### [Set of tasks]
A: Render this sentence from the text on triadic awareness in psychology into Spanish: "Psychology articles depend on clear construct boundaries and methodological transparency."
B: Write the next part of the text on triadic awareness in psychology, picking up after its final line about clinical tensions.

### [Extract]
»»
Psychology — Triadic Awareness
Wikipedia Module · TriadicFrameworks · RTT/1
Psychology on Wikipedia spans empirical science, clinical practice, theoretical models, and cultural narratives. Triadic Awareness helps editors, students, and AIs detect which dimension is active at any moment — Structural, Energetic, or Relational — and maintain coherence across them.
🧩 Structural Dimension#
What is being defined, delimited, or stabilized?
Psychology articles depend on clear construct boundaries and methodological transparency. Structural awareness focuses on:
- Construct definitions — Terms like memory, emotion, intelligence, attachment, consciousness require stable operator boundaries.
- Measurement architecture — Scales, tasks, validity, reliability, operationalization.
- Methodological scaffolding — Experimental design, sampling, effect sizes, replication status.
- Clinical structure — Diagnostic criteria, assessment tools, treatment protocols.
- Section integrity — Empirical findings vs. theory vs. clinical practice vs. cultural framing.
Structural drift signals
- Shifting or ambiguous construct definitions
- Overgeneralized claims without methodological grounding
- Mixing clinical and empirical content
- Missing or unclear measurement details
- Treating diagnostic categories as natural kinds
🔥 Energetic Dimension#
What forces, tensions, or interpretive pressures shape the article?
Psychology is full of competing models, cultural frames, and methodological debates. Energetic awareness tracks:
- Theoretical plurality — Cognitive, behavioral, psychodynamic, humanistic, biological, social.
- Clinical tensions — Evidence‑based practice vs. theoretical orientation.
««
[Entries taken from a collection]
»»
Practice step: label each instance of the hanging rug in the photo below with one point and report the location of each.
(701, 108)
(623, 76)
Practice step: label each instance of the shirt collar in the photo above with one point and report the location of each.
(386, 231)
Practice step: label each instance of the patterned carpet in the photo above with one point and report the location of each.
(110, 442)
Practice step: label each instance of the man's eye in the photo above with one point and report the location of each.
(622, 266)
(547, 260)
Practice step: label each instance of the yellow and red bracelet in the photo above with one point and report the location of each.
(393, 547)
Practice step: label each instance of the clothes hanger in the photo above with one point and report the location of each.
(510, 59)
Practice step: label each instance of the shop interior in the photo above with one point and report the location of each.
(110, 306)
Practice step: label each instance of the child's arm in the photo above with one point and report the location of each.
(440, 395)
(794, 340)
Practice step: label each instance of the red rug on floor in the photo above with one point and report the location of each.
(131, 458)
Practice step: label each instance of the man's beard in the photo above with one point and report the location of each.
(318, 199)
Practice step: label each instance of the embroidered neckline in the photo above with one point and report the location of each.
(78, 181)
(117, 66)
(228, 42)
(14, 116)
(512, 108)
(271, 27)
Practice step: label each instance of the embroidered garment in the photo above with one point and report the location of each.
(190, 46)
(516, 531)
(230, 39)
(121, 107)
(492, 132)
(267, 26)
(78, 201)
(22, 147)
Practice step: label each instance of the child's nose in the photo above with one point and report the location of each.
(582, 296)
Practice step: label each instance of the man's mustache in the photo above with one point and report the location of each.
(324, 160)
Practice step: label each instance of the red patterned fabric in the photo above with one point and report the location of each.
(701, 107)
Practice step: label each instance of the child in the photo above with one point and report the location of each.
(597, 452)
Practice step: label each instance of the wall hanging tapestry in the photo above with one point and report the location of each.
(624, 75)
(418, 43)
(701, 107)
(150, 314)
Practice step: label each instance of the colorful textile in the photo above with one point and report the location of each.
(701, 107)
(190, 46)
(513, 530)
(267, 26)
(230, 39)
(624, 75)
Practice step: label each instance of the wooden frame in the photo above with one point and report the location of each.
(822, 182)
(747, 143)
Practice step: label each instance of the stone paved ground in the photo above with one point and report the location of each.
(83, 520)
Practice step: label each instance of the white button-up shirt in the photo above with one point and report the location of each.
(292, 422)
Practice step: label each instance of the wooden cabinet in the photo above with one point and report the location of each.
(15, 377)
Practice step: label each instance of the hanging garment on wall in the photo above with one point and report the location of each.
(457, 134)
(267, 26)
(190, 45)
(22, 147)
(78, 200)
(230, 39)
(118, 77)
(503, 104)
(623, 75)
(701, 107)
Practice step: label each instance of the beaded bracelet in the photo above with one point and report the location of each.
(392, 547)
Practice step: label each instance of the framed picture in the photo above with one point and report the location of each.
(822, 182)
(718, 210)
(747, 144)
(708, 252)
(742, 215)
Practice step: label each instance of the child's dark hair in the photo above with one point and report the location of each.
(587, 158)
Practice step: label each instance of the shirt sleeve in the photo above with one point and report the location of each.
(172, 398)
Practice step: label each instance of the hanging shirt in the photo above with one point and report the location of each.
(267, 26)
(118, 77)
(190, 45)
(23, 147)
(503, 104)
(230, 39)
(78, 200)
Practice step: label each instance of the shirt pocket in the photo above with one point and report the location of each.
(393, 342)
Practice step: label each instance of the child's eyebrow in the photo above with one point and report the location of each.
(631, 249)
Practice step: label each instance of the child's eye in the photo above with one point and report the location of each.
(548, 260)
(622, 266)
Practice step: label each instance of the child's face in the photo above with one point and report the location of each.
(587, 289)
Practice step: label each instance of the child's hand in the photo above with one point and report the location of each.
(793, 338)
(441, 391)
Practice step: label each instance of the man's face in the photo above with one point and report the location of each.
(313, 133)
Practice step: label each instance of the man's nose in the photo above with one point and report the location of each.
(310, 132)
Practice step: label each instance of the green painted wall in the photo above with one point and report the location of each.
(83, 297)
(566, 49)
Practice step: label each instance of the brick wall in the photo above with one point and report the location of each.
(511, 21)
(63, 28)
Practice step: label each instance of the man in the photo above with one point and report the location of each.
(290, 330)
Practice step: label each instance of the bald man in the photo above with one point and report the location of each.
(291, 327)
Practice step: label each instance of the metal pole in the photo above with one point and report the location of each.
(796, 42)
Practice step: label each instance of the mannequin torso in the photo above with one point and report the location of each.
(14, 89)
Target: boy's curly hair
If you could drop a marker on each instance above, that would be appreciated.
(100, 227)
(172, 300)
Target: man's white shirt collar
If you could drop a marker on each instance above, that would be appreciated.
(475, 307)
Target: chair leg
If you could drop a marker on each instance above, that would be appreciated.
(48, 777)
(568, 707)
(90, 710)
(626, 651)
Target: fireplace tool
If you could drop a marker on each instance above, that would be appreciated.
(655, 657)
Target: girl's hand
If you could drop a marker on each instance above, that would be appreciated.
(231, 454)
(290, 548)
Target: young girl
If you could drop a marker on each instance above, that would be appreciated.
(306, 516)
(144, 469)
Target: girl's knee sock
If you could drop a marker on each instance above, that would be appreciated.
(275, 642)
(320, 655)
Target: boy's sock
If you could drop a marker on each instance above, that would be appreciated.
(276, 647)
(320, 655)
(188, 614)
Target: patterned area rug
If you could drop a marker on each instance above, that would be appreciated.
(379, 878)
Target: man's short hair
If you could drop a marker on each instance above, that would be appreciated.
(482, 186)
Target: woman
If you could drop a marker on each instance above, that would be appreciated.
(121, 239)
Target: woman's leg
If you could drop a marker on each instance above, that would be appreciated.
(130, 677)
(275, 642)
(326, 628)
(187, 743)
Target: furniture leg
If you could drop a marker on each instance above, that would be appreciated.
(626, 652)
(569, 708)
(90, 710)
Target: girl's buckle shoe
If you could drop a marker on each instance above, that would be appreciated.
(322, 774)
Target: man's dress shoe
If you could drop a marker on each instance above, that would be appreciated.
««
### [Task results]
A: Los artículos de psicología dependen de límites claros entre constructos y de transparencia metodológica.

B:
- Cultural energy — Western frameworks vs. global perspectives.
- Debate vectors — Replication crisis, measurement validity, effect‑size interpretation.
- Interpretive pressure — Popular psychology vs. scientific consensus.
Energetic drift signals
- Presenting one theoretical model as canonical
- Overstating empirical certainty
- Cultural narrowing or omission
- Emotional or rhetorical framing replacing evidence
- Ignoring replication or methodological limitations
🌐 Relational Dimension#
How does the article connect across domains, traditions, and conceptual networks?
Psychology is inherently interdisciplinary. Relational awareness highlights:
- Cross‑domain links — Neuroscience, sociology, philosophy, education, AI, medicine.
- Influence networks — How theories evolve across schools and eras.
- Clinical–institutional relations — DSM/ICD frameworks, evidence hierarchies, treatment guidelines.
- Category coherence — Ensuring correct placement within Wikipedia’s psychology taxonomy.
- Talk‑page discourse — How editors negotiate neutrality, evidence, and structure.
Relational drift signals
- Incorrect or missing cross‑links
- Over‑linking to unrelated topics
- Misplaced categories
- Influence chains that skip major thinkers or traditions
- Talk‑page disputes unresolved in the article structure
🧭 Triadic Alignment Pattern (RTT/1)#
A Psychology article is triadically aligned when:
- Structural constructs are clearly defined, measured, and separated from clinical or theoretical claims.
- Energetic tensions between models, cultures, and evidence levels are surfaced without collapse.
- Relational connections across domains are accurate, proportional, and coherent.
Misalignment in one dimension often propagates into the others — e.g., unclear constructs (Structural) cause theoretical collapse (Energetic) and incorrect cross‑domain links (Relational).
🎓 Student‑Ready Awareness Prompts#
- Which dimension dominates the lead section?
- Where does the article shift dimensions without signaling?
- Which constructs require boundary reinforcement?
- Which theoretical models need clearer separation?
- Which cross‑domain links are missing or misaligned?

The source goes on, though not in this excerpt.